- Work to complete
Make an exact copy of the entries, taking out every picture.

(Saved entries)
Segment Open

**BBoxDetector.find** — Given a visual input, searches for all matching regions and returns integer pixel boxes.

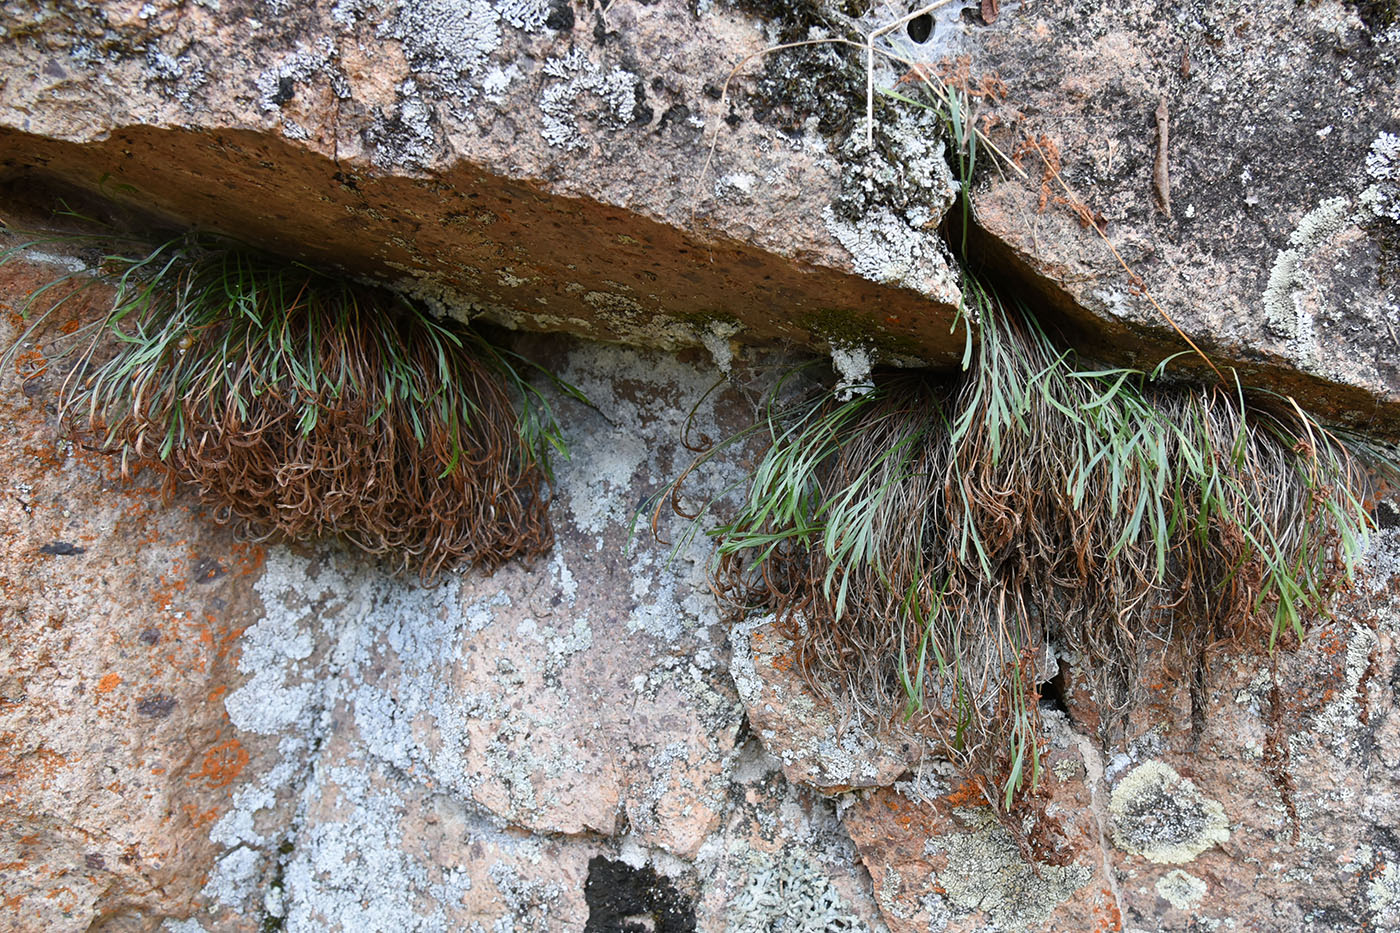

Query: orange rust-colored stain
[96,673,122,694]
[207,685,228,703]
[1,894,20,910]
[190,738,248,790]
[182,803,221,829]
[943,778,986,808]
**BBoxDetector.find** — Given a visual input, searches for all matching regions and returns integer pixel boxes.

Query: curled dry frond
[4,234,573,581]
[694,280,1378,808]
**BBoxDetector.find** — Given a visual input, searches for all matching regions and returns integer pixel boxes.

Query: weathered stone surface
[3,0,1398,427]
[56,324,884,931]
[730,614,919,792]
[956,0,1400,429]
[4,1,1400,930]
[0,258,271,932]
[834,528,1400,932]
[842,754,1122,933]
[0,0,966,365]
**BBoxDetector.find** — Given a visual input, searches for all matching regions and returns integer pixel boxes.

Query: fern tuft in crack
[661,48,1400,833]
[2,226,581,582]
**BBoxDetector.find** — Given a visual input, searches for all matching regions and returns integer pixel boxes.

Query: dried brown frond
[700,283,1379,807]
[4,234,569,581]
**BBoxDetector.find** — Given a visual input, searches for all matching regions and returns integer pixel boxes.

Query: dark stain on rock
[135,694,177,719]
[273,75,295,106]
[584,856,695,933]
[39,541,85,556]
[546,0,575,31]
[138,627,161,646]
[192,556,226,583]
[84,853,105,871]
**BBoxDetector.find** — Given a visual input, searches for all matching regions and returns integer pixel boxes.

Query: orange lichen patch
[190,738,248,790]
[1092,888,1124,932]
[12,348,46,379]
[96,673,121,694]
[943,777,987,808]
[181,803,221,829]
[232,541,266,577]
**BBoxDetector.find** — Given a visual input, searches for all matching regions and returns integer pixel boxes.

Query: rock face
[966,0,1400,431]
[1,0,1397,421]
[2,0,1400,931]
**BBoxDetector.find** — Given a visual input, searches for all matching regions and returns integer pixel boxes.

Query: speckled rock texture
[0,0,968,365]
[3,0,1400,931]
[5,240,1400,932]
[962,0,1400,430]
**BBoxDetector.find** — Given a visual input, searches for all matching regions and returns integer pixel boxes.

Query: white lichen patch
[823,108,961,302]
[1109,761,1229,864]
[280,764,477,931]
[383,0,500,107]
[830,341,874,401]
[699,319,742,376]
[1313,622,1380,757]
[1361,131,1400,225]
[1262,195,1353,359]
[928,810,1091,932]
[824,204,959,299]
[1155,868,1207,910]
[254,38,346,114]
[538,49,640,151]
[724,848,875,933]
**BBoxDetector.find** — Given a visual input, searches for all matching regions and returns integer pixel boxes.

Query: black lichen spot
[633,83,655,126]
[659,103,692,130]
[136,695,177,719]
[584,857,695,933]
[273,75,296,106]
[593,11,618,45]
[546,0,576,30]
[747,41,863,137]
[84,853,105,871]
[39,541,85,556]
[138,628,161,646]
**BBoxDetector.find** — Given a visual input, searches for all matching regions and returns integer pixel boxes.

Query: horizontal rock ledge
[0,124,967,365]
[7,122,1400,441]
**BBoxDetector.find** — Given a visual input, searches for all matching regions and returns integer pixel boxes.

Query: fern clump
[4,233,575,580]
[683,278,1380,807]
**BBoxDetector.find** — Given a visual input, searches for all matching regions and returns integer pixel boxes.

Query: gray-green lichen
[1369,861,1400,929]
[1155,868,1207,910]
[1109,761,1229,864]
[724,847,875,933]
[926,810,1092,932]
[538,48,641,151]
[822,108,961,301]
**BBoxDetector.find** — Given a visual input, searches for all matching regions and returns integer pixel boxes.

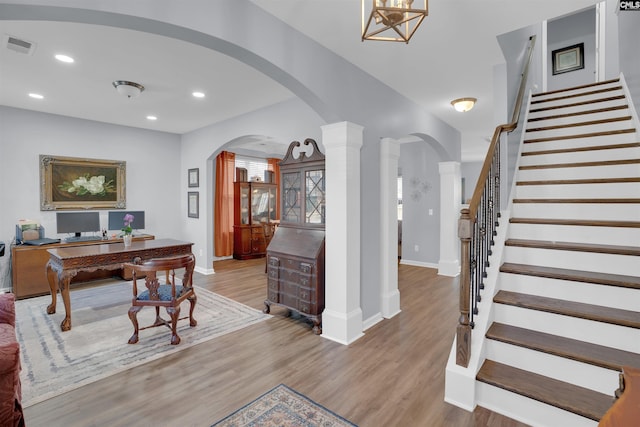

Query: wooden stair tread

Segment Closed

- Result for this exercise
**BBoxDetector.find** — Given a visual input, searches for all matching regions and returns integer pixel boxes.


Query: orange rust-colored stain
[96,673,122,694]
[207,685,228,703]
[1,894,20,910]
[190,738,248,790]
[182,803,221,829]
[943,778,986,808]
**BBoxDetector.find** — Given a visual input, searches for all matching regions and returns integer pixel boxes.

Query: curled dry frond
[4,234,573,581]
[694,280,1378,808]
**BBoxDetector.find** — Given a visual input, searches for all matching regions and returns integer pixel boxes.

Query: weathered stone surface
[3,0,1398,427]
[56,324,884,931]
[730,614,919,792]
[956,0,1400,429]
[4,1,1400,930]
[0,258,271,932]
[834,528,1400,932]
[842,754,1122,933]
[0,0,966,365]
**BBoxDetector.find** — Given a visual input, searches for all matching regions and returns integer pixel boxes.

Query: fern tuft in crack
[661,48,1400,833]
[2,226,581,582]
**BBoxDetector.find** — Given a visual input, searches for all matching regions and returns integer pixel boxes.

Query: dried brown frond
[700,283,1379,807]
[4,234,569,581]
**BBoxDetector.find** — Given a visual input, searches for all matching regions and returns integer pixel boxes.

Query: dark stain on rock
[135,694,177,719]
[273,75,295,106]
[584,856,695,933]
[39,541,85,556]
[546,0,575,31]
[138,627,161,646]
[192,556,226,583]
[84,853,105,871]
**BBoxDetector.find** — Given a visual input, searches for all matching regions and returns integer pixel boxes.

Query: orange lichen patch
[190,738,248,790]
[1092,888,1124,932]
[12,348,46,379]
[96,673,121,694]
[943,777,987,808]
[181,803,221,829]
[232,541,266,577]
**BBoxDetector.find** — Given a visual input, searches for all matching regions and returns integer pixel boxes.

Query: rock face
[966,0,1400,431]
[1,0,1397,421]
[2,0,1400,931]
**BBoxDetector.find** — Given a visual input, searches for all matching regions and returns integer pixel boxes.

Query: speckled rock texture
[0,0,968,365]
[3,0,1400,931]
[5,240,1400,932]
[962,0,1400,430]
**BBoxDetector.find** — Given a visual input, searches for all matching regions and returns integer pixel boxes.

Query: white lichen patch
[823,108,961,302]
[1109,761,1229,864]
[280,764,477,931]
[383,0,500,107]
[830,341,874,401]
[699,319,742,376]
[1313,622,1380,757]
[1361,131,1400,225]
[1262,195,1353,359]
[928,810,1091,932]
[824,204,959,299]
[1155,868,1207,910]
[254,38,346,114]
[538,49,640,151]
[724,848,875,933]
**BBoxDetector.find** — Given a visual input, searches for all matching regions and returns integer pixel boxes.

Query: black lichen spot
[633,83,655,126]
[659,103,692,130]
[136,695,177,719]
[584,857,695,933]
[273,75,296,106]
[593,11,618,45]
[546,0,576,30]
[747,41,863,137]
[84,853,105,871]
[39,541,85,556]
[138,628,161,646]
**BBoxDetector.find** — Given a visual input, searches for all matching regions and returns integer pixel boxes.

Query: horizontal rock ledge
[0,124,967,365]
[7,122,1400,441]
**BBoxDetector.find** — Given a visual input, searches for all matching regions and returns integer pixel boxes.

Query: fern clump
[4,233,575,580]
[683,278,1380,807]
**BBoxDetector.find** — Given a visual input, searches for all matching regions and returns integer pixel boxes.

Query: gray-green lichen
[1369,861,1400,929]
[1155,868,1207,910]
[1109,761,1229,864]
[724,847,875,933]
[926,810,1092,932]
[538,48,641,151]
[822,108,961,301]
**BBoxDetector.find** — Given a visual input, searches for all matching regions and returns integer pixel boxes.


Query: wooden stair tread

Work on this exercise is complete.